# What you need to do
For each line below with the word "surface", write out a copy.

Items from a data source

==============================

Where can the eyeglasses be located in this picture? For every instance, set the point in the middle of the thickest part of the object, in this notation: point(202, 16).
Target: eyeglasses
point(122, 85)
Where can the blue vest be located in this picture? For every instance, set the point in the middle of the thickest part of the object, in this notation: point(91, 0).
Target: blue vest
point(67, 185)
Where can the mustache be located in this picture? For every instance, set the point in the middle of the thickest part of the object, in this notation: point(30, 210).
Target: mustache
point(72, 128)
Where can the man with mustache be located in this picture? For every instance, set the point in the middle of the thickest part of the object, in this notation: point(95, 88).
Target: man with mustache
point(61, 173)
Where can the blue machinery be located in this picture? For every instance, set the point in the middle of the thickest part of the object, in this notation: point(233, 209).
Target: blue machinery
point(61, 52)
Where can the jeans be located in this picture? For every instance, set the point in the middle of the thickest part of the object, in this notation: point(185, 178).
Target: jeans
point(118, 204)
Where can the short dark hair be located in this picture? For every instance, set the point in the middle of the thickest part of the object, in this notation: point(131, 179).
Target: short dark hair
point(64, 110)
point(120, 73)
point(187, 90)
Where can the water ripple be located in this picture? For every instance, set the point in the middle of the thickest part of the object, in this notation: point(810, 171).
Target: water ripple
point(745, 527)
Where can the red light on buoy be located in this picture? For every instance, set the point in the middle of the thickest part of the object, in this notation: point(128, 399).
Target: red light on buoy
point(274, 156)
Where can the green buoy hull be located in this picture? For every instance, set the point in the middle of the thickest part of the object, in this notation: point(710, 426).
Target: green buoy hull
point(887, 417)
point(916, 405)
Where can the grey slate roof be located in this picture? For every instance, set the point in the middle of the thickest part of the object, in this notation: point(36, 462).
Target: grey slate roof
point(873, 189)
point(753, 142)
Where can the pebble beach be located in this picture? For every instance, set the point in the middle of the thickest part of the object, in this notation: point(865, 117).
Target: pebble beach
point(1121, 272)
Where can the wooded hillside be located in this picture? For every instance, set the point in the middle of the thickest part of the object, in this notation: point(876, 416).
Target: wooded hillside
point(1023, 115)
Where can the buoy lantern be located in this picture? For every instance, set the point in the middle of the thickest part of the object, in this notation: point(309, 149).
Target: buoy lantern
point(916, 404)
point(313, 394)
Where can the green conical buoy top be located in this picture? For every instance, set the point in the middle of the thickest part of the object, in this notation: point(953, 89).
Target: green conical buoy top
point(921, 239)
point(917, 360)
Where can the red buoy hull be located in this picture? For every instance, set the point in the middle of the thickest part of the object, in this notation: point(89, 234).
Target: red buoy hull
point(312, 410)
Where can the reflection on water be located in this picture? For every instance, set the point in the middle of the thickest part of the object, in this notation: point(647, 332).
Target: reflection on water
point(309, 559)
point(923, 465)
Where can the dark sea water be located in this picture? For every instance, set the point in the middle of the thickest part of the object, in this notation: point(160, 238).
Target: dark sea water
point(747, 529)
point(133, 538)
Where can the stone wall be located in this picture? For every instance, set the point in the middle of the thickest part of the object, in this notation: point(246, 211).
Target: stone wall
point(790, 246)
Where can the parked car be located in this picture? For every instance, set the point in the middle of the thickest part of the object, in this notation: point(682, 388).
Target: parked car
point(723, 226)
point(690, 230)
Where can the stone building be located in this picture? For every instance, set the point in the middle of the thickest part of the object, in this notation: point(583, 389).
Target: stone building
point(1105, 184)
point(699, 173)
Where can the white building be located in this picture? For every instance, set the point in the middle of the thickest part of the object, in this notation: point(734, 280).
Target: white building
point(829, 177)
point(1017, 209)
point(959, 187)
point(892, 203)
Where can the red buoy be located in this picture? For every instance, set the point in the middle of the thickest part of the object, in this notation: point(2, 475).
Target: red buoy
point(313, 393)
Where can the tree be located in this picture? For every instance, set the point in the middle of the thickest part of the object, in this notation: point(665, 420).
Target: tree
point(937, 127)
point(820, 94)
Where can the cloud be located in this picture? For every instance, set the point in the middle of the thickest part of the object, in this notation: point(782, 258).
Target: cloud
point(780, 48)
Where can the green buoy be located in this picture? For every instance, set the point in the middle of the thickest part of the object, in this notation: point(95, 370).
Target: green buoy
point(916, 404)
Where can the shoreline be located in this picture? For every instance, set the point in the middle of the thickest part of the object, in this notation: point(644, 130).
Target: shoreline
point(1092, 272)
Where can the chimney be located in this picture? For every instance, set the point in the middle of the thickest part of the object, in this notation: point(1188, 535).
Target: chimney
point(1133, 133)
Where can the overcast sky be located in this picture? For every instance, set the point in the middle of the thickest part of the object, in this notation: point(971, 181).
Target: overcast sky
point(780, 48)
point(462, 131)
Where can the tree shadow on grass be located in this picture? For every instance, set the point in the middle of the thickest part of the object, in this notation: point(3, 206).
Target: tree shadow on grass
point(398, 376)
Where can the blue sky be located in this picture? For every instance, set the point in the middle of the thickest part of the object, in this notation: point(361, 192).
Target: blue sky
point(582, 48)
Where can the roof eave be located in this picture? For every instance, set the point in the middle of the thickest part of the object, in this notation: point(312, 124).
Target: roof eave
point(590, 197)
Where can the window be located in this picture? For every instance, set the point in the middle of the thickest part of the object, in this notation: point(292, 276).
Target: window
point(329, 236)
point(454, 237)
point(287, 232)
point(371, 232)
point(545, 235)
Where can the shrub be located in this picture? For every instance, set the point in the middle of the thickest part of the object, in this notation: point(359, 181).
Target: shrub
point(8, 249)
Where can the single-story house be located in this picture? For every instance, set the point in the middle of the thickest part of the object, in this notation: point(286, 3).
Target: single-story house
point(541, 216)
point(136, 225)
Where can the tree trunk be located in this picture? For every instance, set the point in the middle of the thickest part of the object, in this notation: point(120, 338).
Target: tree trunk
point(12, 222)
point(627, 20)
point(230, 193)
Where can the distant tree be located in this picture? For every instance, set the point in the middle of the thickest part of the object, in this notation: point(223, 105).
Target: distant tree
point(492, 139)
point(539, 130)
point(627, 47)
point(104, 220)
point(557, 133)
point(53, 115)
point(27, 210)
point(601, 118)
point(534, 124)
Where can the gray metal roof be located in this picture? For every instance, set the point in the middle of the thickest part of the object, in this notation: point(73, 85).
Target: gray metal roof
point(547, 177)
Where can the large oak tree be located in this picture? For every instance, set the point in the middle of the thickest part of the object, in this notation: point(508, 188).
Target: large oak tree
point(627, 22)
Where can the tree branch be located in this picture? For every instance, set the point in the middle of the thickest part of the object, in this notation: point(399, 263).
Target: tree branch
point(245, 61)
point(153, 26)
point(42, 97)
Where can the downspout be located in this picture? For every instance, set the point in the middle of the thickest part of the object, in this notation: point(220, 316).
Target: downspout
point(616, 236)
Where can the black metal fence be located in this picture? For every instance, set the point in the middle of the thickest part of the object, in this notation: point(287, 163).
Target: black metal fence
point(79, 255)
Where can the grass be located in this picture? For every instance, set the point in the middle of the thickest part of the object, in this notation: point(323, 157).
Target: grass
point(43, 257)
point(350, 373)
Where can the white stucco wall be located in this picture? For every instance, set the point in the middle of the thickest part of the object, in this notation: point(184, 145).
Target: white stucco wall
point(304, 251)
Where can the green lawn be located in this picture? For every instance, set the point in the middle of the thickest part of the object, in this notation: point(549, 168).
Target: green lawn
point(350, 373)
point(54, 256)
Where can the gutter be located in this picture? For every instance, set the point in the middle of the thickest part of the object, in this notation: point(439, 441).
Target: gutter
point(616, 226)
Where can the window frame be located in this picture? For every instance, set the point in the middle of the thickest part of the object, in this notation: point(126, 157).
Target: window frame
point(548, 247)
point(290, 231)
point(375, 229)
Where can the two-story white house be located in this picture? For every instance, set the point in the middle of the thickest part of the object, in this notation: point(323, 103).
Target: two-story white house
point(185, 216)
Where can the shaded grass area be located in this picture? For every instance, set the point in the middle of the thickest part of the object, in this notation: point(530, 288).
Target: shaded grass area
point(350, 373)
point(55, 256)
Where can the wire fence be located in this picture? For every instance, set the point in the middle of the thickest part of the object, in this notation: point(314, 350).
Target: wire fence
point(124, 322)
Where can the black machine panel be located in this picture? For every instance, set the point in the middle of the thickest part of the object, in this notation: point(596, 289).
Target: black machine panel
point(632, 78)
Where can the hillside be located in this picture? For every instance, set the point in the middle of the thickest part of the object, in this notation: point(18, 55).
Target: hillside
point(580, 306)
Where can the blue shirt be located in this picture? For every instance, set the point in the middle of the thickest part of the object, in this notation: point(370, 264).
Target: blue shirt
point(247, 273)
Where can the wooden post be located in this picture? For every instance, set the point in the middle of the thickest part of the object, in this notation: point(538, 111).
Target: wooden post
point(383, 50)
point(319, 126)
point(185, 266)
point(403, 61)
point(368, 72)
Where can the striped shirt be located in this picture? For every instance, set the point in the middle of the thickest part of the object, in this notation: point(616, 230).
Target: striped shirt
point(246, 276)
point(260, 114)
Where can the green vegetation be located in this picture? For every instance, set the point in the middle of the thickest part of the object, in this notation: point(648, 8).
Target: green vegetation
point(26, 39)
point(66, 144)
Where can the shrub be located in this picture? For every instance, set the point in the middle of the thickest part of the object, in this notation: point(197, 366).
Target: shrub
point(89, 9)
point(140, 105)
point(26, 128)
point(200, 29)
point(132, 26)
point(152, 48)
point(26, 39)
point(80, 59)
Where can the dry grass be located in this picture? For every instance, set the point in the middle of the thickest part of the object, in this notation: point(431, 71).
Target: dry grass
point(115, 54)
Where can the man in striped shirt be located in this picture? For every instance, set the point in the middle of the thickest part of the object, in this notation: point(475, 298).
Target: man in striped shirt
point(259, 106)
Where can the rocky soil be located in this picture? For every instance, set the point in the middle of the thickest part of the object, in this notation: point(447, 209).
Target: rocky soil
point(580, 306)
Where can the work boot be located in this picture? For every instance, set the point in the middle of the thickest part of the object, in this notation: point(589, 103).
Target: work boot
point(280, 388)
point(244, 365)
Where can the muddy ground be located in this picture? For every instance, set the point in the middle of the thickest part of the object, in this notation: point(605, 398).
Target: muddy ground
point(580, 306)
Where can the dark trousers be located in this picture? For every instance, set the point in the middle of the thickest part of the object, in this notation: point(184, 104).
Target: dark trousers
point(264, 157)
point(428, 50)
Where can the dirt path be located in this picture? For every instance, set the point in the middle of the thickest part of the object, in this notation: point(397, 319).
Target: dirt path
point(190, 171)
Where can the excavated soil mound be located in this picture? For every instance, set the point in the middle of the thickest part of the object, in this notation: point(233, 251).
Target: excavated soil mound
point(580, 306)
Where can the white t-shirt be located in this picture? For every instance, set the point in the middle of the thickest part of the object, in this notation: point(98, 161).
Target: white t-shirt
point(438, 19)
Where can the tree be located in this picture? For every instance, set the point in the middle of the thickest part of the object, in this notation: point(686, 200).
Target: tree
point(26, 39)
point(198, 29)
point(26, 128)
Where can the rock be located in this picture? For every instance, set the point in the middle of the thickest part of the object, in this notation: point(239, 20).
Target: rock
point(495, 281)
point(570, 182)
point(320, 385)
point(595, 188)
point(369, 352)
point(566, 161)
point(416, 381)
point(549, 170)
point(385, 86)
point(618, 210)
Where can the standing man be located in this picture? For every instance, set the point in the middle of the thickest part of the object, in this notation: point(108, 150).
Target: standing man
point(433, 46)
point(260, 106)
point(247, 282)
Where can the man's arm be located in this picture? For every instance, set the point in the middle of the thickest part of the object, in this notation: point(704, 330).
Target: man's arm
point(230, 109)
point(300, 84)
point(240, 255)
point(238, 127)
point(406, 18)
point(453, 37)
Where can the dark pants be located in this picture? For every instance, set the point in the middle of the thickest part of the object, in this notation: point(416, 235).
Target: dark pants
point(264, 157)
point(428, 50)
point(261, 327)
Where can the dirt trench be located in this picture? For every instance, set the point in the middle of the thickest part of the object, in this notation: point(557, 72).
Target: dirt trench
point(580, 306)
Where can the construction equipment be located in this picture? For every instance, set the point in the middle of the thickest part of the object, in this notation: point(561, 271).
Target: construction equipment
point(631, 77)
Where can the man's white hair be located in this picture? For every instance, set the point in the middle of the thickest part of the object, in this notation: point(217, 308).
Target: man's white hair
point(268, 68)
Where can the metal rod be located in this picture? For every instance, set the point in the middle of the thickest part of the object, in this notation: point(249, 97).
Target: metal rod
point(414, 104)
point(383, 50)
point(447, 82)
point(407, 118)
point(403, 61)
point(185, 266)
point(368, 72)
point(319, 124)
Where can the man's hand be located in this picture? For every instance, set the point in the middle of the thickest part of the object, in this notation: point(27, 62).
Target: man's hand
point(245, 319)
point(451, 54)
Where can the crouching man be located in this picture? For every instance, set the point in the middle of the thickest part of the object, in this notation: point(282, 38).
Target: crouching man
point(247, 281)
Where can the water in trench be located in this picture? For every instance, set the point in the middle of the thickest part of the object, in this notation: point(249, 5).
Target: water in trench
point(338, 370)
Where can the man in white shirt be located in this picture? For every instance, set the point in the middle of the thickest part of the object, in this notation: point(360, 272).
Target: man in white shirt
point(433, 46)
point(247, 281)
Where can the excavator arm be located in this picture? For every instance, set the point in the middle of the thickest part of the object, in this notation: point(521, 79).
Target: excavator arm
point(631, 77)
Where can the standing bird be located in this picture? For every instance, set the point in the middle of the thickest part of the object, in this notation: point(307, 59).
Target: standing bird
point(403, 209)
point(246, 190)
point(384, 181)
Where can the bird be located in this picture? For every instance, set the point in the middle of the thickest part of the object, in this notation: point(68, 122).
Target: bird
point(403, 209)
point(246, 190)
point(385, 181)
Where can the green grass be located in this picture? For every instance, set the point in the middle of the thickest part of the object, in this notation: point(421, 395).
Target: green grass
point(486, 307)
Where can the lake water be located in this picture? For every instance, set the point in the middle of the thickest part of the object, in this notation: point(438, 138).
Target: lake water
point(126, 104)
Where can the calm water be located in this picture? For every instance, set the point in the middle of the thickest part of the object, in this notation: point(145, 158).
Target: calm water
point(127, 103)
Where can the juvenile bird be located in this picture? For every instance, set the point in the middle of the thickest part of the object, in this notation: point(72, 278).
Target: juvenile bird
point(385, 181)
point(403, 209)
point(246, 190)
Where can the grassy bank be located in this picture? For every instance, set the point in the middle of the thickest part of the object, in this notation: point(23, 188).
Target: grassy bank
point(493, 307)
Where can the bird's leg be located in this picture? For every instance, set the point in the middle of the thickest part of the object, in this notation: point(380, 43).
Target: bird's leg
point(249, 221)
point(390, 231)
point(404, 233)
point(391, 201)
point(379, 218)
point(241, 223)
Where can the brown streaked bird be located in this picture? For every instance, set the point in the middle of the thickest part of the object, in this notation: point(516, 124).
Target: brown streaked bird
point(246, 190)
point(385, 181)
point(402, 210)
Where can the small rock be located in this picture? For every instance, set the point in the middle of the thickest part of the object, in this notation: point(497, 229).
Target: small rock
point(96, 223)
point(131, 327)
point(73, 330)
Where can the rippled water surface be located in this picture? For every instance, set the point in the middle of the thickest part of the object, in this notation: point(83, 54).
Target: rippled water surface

==============================

# Exercise solution
Where can the rippled water surface be located in this picture? For every instance, set the point in the middle of the thickest part of the object, in this notation: point(83, 54).
Target: rippled water surface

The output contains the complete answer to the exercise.